(Coordinate annotation entries)
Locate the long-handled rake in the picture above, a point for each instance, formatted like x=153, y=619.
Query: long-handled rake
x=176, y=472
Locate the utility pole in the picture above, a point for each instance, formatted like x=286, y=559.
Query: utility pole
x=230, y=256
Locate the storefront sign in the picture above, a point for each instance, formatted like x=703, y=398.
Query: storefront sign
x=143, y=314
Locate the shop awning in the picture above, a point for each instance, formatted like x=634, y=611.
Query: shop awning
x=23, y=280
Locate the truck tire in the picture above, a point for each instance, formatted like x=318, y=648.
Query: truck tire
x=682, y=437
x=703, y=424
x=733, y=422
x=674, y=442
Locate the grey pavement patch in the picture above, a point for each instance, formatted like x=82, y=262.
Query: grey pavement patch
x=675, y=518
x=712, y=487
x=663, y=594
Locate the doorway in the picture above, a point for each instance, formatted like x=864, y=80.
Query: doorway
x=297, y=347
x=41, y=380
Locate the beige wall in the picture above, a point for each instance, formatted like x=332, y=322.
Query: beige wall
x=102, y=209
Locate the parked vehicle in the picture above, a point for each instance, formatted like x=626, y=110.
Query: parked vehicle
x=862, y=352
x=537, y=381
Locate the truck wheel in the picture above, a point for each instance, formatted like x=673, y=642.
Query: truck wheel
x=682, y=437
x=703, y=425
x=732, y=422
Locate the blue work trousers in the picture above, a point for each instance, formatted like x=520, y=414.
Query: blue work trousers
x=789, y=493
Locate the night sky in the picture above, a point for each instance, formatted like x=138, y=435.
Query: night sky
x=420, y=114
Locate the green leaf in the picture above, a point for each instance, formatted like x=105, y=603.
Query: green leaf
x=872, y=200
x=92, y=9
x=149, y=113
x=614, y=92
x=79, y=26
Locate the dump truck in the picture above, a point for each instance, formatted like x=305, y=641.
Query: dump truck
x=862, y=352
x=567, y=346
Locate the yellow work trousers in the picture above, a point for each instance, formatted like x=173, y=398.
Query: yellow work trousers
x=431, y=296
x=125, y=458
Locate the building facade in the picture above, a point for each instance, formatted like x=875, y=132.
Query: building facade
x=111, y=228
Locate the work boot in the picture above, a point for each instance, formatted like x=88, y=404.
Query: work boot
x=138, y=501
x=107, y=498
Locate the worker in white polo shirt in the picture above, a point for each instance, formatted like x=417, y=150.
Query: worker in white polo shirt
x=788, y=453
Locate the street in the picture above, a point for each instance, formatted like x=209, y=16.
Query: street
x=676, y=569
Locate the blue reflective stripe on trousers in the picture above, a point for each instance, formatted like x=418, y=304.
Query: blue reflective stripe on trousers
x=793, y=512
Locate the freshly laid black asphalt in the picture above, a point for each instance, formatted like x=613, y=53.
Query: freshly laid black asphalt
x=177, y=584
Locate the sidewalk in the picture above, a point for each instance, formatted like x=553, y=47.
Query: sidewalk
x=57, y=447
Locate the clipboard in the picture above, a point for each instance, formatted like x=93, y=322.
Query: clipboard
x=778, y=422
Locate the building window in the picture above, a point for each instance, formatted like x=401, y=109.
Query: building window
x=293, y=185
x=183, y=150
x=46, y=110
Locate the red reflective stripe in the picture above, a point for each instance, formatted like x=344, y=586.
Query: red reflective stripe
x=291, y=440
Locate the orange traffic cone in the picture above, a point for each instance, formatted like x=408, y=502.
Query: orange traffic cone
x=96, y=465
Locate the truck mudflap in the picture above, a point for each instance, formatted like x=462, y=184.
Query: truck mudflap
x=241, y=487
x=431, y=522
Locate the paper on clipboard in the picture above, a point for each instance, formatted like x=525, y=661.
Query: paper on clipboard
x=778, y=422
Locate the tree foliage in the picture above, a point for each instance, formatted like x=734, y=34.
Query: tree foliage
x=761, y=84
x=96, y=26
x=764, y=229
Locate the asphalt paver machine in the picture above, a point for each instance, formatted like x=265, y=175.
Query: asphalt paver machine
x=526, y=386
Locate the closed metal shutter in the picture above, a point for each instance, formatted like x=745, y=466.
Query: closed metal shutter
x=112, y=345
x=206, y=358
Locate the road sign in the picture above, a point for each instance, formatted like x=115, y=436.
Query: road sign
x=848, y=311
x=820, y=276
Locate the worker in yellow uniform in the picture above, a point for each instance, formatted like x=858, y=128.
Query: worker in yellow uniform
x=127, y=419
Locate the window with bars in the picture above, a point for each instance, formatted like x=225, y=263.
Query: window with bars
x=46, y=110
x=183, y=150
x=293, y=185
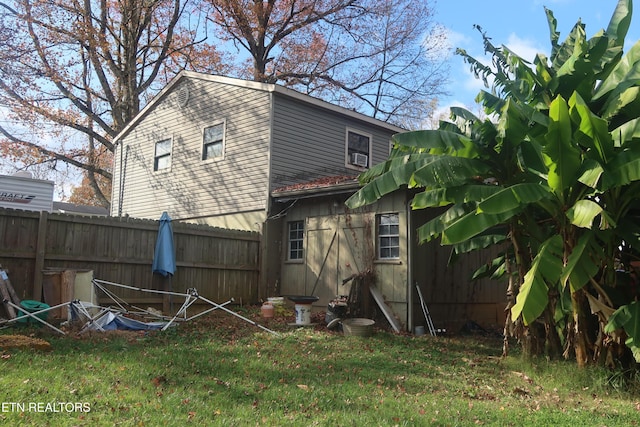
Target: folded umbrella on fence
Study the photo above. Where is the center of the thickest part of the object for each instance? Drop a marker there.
(164, 257)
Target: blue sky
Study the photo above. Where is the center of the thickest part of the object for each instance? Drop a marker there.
(521, 25)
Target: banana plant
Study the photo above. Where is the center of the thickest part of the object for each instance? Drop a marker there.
(556, 173)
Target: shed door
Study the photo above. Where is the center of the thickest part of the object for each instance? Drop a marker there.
(335, 249)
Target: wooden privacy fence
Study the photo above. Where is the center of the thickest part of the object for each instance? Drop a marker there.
(221, 264)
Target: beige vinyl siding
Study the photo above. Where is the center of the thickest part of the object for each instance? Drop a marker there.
(193, 188)
(309, 142)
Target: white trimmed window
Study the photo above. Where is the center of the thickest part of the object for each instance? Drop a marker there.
(358, 149)
(388, 236)
(295, 241)
(213, 142)
(162, 155)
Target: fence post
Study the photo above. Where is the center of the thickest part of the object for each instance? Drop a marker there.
(40, 254)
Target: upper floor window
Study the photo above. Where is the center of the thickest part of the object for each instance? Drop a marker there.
(388, 236)
(213, 142)
(162, 155)
(295, 240)
(358, 149)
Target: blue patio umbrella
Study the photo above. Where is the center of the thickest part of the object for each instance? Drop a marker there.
(164, 257)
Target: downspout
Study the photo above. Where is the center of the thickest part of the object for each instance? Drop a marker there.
(410, 236)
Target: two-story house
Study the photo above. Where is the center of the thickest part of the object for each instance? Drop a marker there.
(261, 157)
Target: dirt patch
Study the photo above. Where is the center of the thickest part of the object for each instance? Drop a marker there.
(22, 341)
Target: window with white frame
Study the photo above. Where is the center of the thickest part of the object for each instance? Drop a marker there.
(213, 142)
(296, 240)
(388, 236)
(162, 155)
(358, 149)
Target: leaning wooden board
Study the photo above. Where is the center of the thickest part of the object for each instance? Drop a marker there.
(385, 308)
(4, 277)
(6, 297)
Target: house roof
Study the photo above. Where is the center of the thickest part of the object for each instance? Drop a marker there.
(267, 87)
(72, 208)
(324, 186)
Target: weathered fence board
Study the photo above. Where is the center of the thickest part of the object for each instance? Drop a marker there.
(221, 264)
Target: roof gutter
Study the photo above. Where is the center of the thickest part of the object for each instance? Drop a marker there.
(307, 193)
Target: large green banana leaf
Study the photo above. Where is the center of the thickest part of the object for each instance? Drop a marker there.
(533, 297)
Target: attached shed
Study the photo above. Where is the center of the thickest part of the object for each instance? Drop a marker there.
(323, 243)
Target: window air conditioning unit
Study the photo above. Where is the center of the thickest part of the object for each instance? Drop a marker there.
(359, 159)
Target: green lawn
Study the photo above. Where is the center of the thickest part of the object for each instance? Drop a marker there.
(222, 371)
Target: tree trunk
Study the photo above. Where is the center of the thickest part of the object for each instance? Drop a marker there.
(580, 329)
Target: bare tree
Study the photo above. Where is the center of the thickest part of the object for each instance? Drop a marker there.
(383, 58)
(84, 65)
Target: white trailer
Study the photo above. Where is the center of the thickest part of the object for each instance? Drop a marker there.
(20, 192)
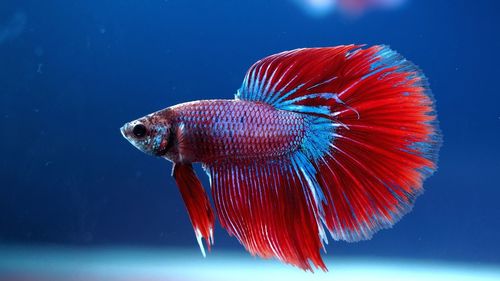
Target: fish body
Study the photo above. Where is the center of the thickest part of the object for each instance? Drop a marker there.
(212, 130)
(331, 140)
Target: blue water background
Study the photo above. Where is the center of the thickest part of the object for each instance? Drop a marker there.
(72, 72)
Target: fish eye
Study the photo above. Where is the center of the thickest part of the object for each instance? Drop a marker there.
(139, 130)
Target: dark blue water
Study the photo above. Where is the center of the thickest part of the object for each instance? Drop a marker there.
(72, 72)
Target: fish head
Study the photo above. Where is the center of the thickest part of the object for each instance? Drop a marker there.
(150, 134)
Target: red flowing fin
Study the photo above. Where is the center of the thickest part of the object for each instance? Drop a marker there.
(268, 208)
(373, 136)
(197, 203)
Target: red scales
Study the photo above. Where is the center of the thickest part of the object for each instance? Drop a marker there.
(324, 140)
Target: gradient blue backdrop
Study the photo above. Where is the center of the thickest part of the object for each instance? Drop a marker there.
(74, 71)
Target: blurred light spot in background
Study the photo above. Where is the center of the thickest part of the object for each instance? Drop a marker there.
(321, 8)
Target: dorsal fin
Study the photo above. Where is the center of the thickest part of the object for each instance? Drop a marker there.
(302, 80)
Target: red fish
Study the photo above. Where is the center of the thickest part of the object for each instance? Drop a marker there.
(317, 140)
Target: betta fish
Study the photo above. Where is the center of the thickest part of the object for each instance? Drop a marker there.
(331, 140)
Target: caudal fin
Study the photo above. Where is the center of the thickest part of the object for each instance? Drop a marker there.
(372, 139)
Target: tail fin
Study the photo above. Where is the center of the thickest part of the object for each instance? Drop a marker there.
(371, 141)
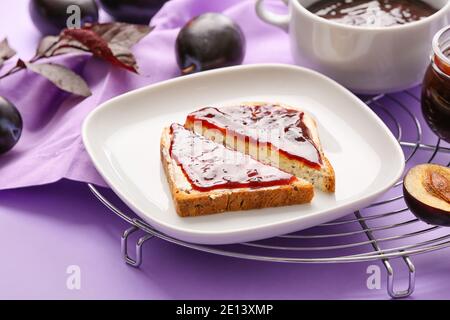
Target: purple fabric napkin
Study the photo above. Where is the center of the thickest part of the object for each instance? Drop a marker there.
(51, 147)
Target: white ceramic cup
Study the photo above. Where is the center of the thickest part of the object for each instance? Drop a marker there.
(364, 59)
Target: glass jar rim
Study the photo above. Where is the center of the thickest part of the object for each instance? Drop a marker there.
(439, 59)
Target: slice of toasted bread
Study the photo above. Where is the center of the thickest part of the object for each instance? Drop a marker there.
(321, 176)
(191, 202)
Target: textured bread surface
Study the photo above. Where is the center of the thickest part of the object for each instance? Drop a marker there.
(324, 178)
(189, 202)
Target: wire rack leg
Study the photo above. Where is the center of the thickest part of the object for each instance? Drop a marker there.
(390, 270)
(412, 279)
(124, 246)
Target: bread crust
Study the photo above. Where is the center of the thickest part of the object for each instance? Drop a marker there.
(323, 178)
(190, 203)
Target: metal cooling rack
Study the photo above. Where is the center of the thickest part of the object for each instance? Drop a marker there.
(384, 231)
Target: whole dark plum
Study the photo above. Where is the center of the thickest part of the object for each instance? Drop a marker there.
(132, 11)
(209, 41)
(10, 125)
(50, 16)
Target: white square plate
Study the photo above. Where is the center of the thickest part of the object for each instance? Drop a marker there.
(122, 137)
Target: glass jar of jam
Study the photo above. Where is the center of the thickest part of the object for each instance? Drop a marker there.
(436, 86)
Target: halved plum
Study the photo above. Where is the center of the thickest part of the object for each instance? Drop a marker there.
(426, 188)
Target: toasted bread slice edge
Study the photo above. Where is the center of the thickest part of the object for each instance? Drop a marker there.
(189, 202)
(323, 179)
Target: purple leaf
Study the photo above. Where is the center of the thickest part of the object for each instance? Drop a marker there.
(60, 76)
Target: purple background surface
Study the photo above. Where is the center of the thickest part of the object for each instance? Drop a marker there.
(44, 230)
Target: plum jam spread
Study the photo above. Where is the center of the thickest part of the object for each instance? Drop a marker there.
(436, 87)
(280, 128)
(208, 165)
(378, 13)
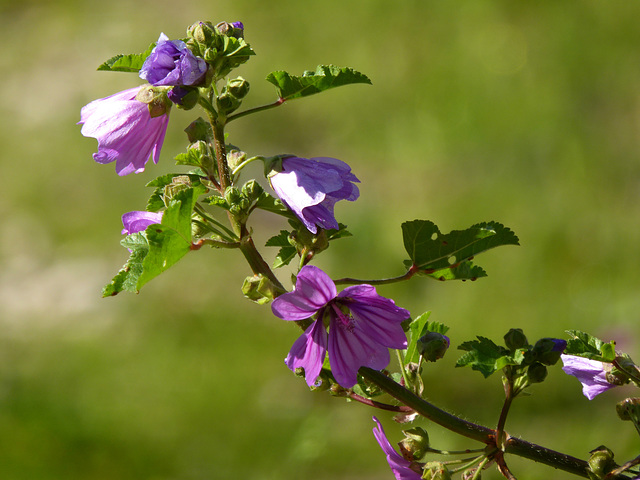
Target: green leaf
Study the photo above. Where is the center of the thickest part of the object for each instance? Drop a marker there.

__EXERCISE AIM__.
Reproduce the records above word for word, beginning with the line that contains "Locate the worker in white" and continuing through the line that contains "x=291, y=440".

__OUTPUT OF THE TASK__.
Locate the worker in white polo shirt in the picture above, a point for each instance, formatted like x=417, y=150.
Query: worker in white polo shirt
x=788, y=453
Locate the street in the picture above, a point for each instance, formatted like x=209, y=16.
Query: street
x=676, y=569
Locate the blue reflective stripe on trousers in the picture above, a point for each instance, formatted like x=418, y=304.
Query: blue reflective stripe on trousers
x=793, y=512
Locate the freshly laid black asphalt in the picture above, a point for each instance, formatted like x=613, y=53.
Query: freshly laid black asphalt
x=177, y=584
Locate the sidewalk in the picture above, a point for each instance, formatted like x=553, y=47.
Query: sidewalk
x=57, y=447
Locate the clipboard in the picture above, a point for each instance, formatted like x=93, y=322.
Query: clipboard
x=778, y=422
Locate the building window in the picture above, a point for each instance, formatted like x=401, y=109.
Query: building window
x=293, y=185
x=183, y=150
x=46, y=110
Locate the red reflective stripe in the picture above, a point for each instance, formatted like x=344, y=586.
Query: red reflective stripe
x=291, y=440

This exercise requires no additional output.